- **Text provided**:
Morris B. Silver M.D., Inc. v. Int'l Longshore & Warehouse Union—Pac. Mar. Ass'n Welfare Plan

Decision Date22 August 2016
Docket NumberB267941
Citation2 Cal.App.5th 793,206 Cal.Rptr.3d 461
CourtCalifornia Court of Appeals Court of Appeals
PartiesMORRIS B. SILVER M.D., INC., Plaintiff and Appellant, v. INTERNATIONAL LONGSHORE AND WAREHOUSE UNION—PACIFIC MARITIME ASSOCIATION WELFARE PLAN, Defendant and Respondent.

Law Offices of Jonathan A. Stieglitz and Jonathan A. Stieglitz, Poway, for Plaintiff and Appellant.

Seyfarth Shaw, D. Ward Kallstrom, Kevin J. Lesinski, Jonathan A. Braunstein and Eden Anderson, San Francisco; Leonard Carder, Christine S. Hwang and Andrew J. Ziaja, San Francisco, for Defendant and Respondent.

PERLUSS

, P.J.

Morris B. Silver M.D., Inc. (Silver) sued the International Longshore and Warehouse Union—Pacific Maritime Association Welfare Plan (Plan) to recover payment for health care services provided to Plan policyholders. Silver's action was dismissed on the ground all of his state law causes of action were preempted by the federal Employee Retirement Income Security Act of 1974 (29 U.S.C. § 1001 et seq.

) (ERISA). We reverse the order dismissing the lawsuit and remand for further proceedings as set forth in this opinion.

FACTUAL AND PROCEDURAL BACKGROUND

On October 8, 2014 Silver filed a complaint and on April 24, 2015 a first amended complaint against the Plan for breach of oral contract, quantum meruit, promissory estoppel and interference with contractual relations. The amended complaint alleged Silver had provided health care services to Plan policyholders for several years.1 Before rendering services, Silver, an out-of-network provider, called the Plan to determine the amount it would pay.2 The information supplied was memorialized in writing by Silver personnel on “an insurance verification sheet.”3 Silver also obtained written agreements from the policyholders ensuring they would pay their portion of the health care services.4

Until September 2012 the Plan regularly paid Silver's invoices. Beginning that month, however, the Plan stopped paying Silver, sending it and its policyholders explanation-of-benefits (EOB) forms indicating that the billed procedures were not covered and that neither the Plan nor the patient had any obligation to make payment to Silver.5

In June 2015 the Plan demurred to the amended complaint on the grounds Silver's claims were preempted by ERISA and the amended complaint failed to state a cause of action. The trial court, on its own motion, dismissed the amended complaint without prejudice on preemption grounds and ruled the demurrer was moot. In finding the claims preempted, the court explained, courts look to whether the state law cause of action would remain “but for” the denial of the claim for benefits....' Because Silver's claims would not remain if the outstanding balance due Silver had been paid, the court found the claims were essentially denial-of-coverage claims and thus preempted.

- **Records supplied**:
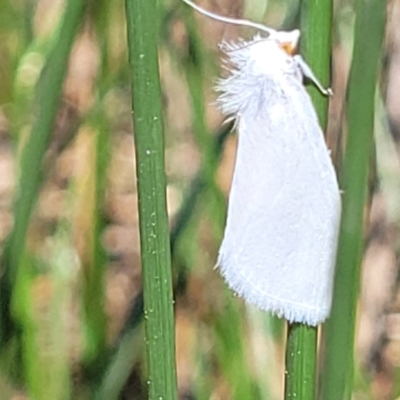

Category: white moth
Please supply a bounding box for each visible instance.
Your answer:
[183,0,341,325]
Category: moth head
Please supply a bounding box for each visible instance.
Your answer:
[273,29,300,56]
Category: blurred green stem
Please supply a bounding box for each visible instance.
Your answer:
[125,0,177,400]
[320,0,386,400]
[0,0,85,344]
[285,0,332,400]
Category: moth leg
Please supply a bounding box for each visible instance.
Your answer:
[293,54,333,96]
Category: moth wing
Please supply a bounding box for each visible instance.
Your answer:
[218,79,341,325]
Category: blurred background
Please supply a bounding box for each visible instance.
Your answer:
[0,0,400,400]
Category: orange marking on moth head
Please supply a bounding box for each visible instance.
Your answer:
[279,42,297,56]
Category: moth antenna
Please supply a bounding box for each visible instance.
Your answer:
[182,0,276,35]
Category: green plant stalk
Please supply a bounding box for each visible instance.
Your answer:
[285,0,332,400]
[0,0,85,337]
[320,0,386,400]
[125,0,177,400]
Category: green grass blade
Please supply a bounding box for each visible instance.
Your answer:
[125,0,177,400]
[320,0,386,400]
[285,0,332,400]
[0,0,85,344]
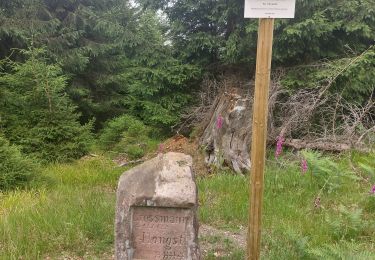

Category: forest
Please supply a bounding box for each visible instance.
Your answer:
[0,0,375,259]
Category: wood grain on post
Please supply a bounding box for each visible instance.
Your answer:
[247,18,274,260]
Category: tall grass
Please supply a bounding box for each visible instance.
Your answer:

- **Requirement A**: List the causes of action that the first amended complaint in the court opinion above brought against the Plan.
- **Requirement B**: State whether each statement agrees with the court opinion, answering yes or no and quoting the deciding words: (i) Silver was an out-of-network provider. (ii) The Plan stopped paying Silver beginning in September 2013. (iii) The trial court dismissed the amended complaint with prejudice.
- **Requirement C**: Return the passage of the court opinion starting at "Decision Date22 August" and ending at "Plaintiff and Appellant.".

- **Result A**:
Breach of oral contract
Quantum meruit
Promissory estoppel
Interference with contractual relations

- **Result B**:
(i) Yes: "Silver, an out-of-network provider, called the Plan to determine the amount it would pay."
(ii) No: "Until September 2012 the Plan regularly paid Silver's invoices."
(iii) No: "dismissed the amended complaint without prejudice on preemption grounds"

- **Result C**:
Decision Date22 August 2016
Docket NumberB267941
Citation2 Cal.App.5th 793,206 Cal.Rptr.3d 461
CourtCalifornia Court of Appeals Court of Appeals
PartiesMORRIS B. SILVER M.D., INC., Plaintiff and Appellant, v. INTERNATIONAL LONGSHORE AND WAREHOUSE UNION—PACIFIC MARITIME ASSOCIATION WELFARE PLAN, Defendant and Respondent.

Law Offices of Jonathan A. Stieglitz and Jonathan A. Stieglitz, Poway, for Plaintiff and Appellant.